▶ [What to do]
a - Answer these questions from the text on artificial intelligence concepts:
(i) When results are categorical, what kind of algorithms does the overview name?
(ii) Which two tasks are named as common uses of deep learning?
(iii) What kind of model is a large language model?
b - Transcribe the text on artificial intelligence concepts, everything from "Overview of (a)" down to "refer to Table 1.".

▶ [Document section]
-=-=-

Overview of (a) relevant concepts related to artificial intelligence and how they relate to each other and (b) types of machine learning with different levels of labelled outcomes to train the models where results can be categorical (classification algorithms) or continuous (regression algorithm). For definitions kindly refer to Table 1.

Table 1.

Important concepts for artificial intelligence and automated surveillance in the context of healthcare‐associated infections.

Term Definition/explanation
Relevant concepts related to artificial intelligence (AI) (Fig. 2a)
Data science (DS) DS is a multidisciplinary field that uses different scientific methods to extract insights and knowledge from structured and unstructured (big) data. It combines expertise and tools from various fields such as statistics, mathematics, computer science and domain‐specific knowledge to analyse and interpret complex datasets and generate data‐driven solutions
Machine learning (ML) ML is a subset of AI that involves using algorithms for training models to learn patterns from data and make predictions or decisions without being explicitly programmed
Deep learning (DL) DL is a subset of ML that involves artificial neural networks with multiple layers (deep neural networks) to model complex patterns, often used in tasks like image recognition and NLP
Natural language processing (NLP) NLP is the application of computational techniques to understand, interpret, translate and generate human language and speech (linguistics). Nowadays NLP often applies AI techniques and especially ML to achieve this goal
Large language model (LLM) A LLM is a DL model that has been trained using very large datasets and obtains capabilities for general‐purpose language understanding and text generation
Big data Big data refers to data that is characterized by massive volume, big variety of types and sources and high velocity of generation and is too complex to be processed by traditional data analysis tools. Big data often requires advanced techniques for storage, processing and analysis
Types of machine learning (Fig. 2b)

-=-=-

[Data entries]
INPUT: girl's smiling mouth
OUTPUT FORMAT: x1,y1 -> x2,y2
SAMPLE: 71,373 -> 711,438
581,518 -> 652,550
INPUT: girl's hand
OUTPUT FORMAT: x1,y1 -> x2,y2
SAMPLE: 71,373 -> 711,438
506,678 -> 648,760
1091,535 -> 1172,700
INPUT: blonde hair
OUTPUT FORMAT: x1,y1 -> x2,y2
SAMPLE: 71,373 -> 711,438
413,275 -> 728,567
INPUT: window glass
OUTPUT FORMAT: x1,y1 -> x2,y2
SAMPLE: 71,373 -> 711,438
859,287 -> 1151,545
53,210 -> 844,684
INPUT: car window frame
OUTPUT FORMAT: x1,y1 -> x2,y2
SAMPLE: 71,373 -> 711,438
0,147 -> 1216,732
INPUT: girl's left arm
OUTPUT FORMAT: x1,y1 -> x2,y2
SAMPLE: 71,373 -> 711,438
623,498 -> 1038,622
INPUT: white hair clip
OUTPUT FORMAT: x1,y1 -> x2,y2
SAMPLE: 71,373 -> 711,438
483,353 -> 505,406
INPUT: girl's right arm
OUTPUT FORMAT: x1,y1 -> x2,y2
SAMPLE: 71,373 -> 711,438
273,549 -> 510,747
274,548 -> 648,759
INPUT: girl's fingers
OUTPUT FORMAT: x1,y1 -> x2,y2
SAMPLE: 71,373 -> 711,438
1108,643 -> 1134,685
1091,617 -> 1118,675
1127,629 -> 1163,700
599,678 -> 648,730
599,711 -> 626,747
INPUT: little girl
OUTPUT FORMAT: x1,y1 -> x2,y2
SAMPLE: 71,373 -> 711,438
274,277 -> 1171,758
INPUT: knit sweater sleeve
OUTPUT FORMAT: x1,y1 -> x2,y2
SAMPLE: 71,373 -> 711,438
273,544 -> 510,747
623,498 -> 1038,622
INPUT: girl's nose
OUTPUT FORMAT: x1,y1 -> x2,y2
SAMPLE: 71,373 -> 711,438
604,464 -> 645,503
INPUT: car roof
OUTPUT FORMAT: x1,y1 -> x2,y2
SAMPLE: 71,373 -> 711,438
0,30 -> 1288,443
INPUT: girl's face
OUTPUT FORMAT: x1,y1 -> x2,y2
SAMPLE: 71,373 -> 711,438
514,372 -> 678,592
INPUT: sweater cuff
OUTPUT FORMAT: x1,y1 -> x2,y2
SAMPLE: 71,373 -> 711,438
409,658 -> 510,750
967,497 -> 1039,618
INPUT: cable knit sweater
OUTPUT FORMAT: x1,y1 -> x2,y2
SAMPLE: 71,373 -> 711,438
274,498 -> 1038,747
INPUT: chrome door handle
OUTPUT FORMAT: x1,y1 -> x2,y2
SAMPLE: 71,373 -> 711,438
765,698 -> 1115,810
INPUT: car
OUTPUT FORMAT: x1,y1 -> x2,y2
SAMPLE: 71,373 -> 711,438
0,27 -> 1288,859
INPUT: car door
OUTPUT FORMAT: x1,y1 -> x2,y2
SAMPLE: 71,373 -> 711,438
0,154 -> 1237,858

-=-=-

▶ [Problem solutions]
a -
(i) Classification algorithms.
(ii) Image recognition and NLP.
(iii) A DL model trained using very large datasets.

b -
Overview of (a) relevant concepts related to artificial intelligence and how they relate to each other and (b) types of machine learning with different levels of labelled outcomes to train the models where results can be categorical (classification algorithms) or continuous (regression algorithm). For definitions kindly refer to Table 1.